=== USING THE INFORMATION ===
1) In the foster and kinship carer survey abstract, how many foster carers and how many kinship carers were recruited?
2) From the foster and kinship carer survey abstract, list each health service that has an engagement percentage, along with that percentage.
3) Resume the foster and kinship carer survey abstract after its final sentence.

=== SOURCE PASSAGE ===
_____

Foster and kinship carer survey: Accessing health services for children in out‐of‐home care

Karen McLean, Harriet Hiscock, Dorothy Scott, Sharon Goldfeld - Journal of Paediatrics and Child Health



To explore the experiences of Victorian foster and kinship carers in accessing health services for children in their care and to quantify the frequency of potential barriers to health care.


On‐line survey co‐designed with the Foster Care Association of Victoria measuring carer‐reported health service engagement by a child/young person in their care, ease of service access, time to receiving Medicare number and out‐of‐pocket health‐related costs. A total of 239 foster and 51 kinship carers were recruited through email and social media by carer support agencies.


Totally 90% of children/young people had engaged with a general practitioner. Most had engaged with dental (75%), paediatric (72%), optometry (61%) and audiology (54%) services. Mental health services were most likely to be needed but not yet received. Neither carer education nor socio‐economic status was associated with likelihood of service engagement. Carers reported that it was hardest to get appointments with mental health and paediatric services.

_____

=== EXCERPTED RECORDS ===
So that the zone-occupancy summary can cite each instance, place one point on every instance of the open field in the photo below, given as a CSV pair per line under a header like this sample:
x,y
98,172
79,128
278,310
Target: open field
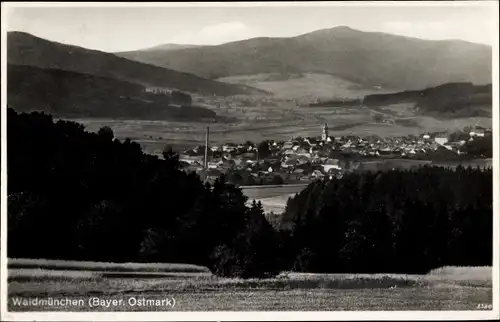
x,y
444,289
257,123
307,86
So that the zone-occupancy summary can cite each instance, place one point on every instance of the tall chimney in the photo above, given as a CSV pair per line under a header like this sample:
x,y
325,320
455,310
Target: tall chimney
x,y
206,147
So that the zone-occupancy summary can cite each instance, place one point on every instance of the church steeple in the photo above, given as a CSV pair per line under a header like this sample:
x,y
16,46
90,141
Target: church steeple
x,y
324,134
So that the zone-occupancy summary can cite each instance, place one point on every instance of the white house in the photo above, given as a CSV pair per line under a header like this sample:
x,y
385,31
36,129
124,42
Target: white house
x,y
441,140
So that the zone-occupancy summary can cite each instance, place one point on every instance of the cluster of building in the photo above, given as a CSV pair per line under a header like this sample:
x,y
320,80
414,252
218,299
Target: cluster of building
x,y
310,158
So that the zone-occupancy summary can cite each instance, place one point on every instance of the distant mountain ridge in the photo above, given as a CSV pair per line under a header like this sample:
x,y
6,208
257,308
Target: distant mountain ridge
x,y
26,49
367,58
465,99
69,94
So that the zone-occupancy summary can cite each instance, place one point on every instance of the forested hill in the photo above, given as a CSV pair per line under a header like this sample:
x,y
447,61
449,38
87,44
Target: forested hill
x,y
472,99
26,49
70,94
364,58
88,196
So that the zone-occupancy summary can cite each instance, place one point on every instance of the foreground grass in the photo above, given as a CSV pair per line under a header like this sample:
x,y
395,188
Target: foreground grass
x,y
448,288
46,264
443,289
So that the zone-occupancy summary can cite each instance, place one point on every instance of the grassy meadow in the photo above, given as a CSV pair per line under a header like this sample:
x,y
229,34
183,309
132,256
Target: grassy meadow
x,y
450,288
281,122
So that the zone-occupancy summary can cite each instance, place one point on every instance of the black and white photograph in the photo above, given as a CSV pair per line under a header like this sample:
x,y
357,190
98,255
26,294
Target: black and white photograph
x,y
232,161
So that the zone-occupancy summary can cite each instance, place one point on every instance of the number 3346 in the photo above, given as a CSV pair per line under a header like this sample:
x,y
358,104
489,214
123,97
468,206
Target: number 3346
x,y
483,306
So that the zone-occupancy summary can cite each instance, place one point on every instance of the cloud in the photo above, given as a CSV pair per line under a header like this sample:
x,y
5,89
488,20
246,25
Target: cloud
x,y
217,34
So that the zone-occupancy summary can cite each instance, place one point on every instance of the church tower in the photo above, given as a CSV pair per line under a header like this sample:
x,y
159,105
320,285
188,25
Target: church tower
x,y
324,134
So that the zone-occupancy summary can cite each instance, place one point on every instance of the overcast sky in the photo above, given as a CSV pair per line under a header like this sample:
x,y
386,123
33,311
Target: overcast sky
x,y
120,29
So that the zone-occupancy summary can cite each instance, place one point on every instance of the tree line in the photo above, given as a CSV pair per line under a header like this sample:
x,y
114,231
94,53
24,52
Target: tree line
x,y
78,195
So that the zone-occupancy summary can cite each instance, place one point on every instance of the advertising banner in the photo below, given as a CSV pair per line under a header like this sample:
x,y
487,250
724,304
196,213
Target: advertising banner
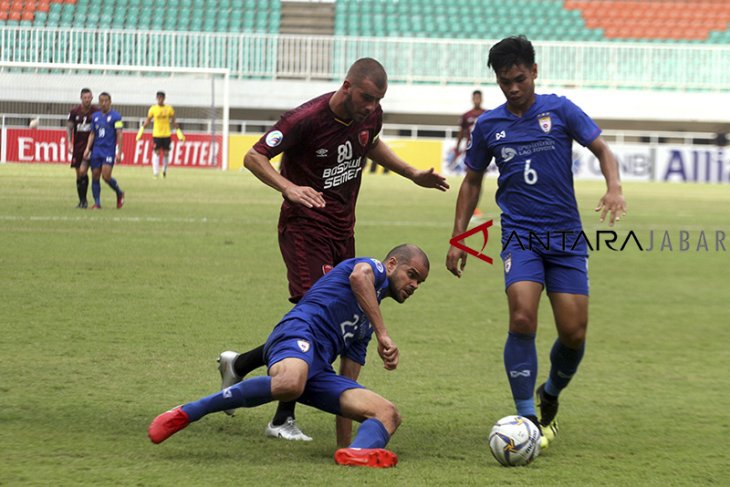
x,y
50,146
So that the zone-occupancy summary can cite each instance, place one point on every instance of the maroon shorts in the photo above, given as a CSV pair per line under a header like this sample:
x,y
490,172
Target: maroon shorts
x,y
308,256
77,156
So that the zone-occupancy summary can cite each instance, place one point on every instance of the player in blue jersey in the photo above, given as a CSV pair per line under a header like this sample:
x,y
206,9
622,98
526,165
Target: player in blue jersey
x,y
530,138
104,148
336,317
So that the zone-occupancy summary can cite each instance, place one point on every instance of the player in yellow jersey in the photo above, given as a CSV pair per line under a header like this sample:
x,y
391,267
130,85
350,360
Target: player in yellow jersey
x,y
164,117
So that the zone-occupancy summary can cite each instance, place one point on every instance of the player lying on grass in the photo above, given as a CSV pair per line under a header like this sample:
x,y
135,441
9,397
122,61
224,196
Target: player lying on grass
x,y
336,317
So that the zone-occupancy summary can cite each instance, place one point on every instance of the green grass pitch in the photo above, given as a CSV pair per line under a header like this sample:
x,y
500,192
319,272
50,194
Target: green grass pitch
x,y
108,318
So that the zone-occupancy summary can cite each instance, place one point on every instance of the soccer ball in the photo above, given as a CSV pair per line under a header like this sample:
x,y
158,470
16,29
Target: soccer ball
x,y
514,441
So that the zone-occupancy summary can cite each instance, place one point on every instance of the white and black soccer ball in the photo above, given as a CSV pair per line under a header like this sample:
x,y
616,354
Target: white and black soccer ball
x,y
514,441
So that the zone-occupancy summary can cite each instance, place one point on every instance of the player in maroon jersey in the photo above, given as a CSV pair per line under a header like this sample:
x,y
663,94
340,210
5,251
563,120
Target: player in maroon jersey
x,y
78,128
325,143
468,119
466,123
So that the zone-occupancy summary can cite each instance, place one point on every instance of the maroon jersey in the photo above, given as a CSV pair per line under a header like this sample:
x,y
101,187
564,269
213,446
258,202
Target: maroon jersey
x,y
82,125
468,120
327,154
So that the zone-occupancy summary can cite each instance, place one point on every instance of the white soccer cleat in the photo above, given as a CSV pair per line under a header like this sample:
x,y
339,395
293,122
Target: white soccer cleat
x,y
228,375
287,431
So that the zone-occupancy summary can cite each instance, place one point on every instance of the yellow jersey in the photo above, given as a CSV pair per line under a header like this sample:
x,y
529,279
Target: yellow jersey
x,y
161,116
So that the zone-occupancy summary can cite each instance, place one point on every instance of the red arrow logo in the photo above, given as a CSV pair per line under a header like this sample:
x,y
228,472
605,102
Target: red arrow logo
x,y
455,241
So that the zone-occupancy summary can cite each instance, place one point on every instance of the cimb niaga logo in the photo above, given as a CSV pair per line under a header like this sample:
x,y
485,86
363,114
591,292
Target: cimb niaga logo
x,y
484,229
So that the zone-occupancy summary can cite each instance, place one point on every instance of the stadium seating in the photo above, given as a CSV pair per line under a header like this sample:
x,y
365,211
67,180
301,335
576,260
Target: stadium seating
x,y
545,20
261,16
565,20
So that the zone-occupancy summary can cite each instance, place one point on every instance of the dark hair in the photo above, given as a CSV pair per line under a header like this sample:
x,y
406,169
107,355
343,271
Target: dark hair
x,y
368,68
511,51
406,253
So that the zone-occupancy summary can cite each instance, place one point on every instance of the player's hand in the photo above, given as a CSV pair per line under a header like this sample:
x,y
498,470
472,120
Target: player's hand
x,y
388,351
612,203
430,179
304,195
455,260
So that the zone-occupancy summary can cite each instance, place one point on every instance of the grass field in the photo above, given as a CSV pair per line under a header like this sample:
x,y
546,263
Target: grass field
x,y
110,317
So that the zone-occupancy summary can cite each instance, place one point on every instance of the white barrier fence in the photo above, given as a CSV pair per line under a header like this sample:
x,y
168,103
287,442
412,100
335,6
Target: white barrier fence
x,y
604,65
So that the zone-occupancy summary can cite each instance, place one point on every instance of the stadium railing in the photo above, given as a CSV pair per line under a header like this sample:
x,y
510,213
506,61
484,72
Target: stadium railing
x,y
603,65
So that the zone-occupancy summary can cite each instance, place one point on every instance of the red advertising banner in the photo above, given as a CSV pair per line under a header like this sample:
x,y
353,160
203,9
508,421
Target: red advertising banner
x,y
50,146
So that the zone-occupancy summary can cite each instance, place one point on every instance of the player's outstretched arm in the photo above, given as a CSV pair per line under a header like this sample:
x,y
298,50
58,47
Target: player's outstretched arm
x,y
362,283
343,426
384,155
469,192
260,166
143,126
612,202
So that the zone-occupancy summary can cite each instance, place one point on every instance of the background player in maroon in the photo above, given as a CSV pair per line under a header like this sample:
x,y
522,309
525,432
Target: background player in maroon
x,y
325,143
78,128
466,123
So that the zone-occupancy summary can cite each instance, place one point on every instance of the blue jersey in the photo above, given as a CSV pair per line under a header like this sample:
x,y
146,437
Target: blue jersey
x,y
534,157
337,323
105,127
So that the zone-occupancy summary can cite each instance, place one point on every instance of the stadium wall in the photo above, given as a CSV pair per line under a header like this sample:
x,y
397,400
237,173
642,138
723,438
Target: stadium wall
x,y
695,111
681,163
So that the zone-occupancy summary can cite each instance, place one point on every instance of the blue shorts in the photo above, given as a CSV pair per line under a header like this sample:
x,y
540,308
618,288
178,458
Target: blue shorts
x,y
558,272
293,339
97,161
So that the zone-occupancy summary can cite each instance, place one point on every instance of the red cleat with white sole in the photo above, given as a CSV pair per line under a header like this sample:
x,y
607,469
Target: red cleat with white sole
x,y
366,457
167,424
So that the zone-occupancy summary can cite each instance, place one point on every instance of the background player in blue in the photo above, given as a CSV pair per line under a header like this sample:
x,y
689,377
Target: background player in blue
x,y
336,317
105,147
530,137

_____

=== ANSWERS BY ITEM NUMBER ===
1) 239 foster carers and 51 kinship carers.

2)
General practitioner: 90%
Dental: 75%
Paediatric: 72%
Optometry: 61%
Audiology: 54%

3)
Twenty‐seven percent had waited to see a health service because of delays in carers receiving their Medicare number. Sixty percent of carers had paid out‐of‐pocket for health services; 78% of these had not been reimbursed.


Victorian foster and kinship carers report high health service use for children and young people in their care. Mental health services were the hardest to access with the largest gap between identified need and service use. Timely access to Medicare numbers and financial support are barriers to access that could be addressed. The development of integrated paediatric health care and clinicians co‐located with child protection could also assist.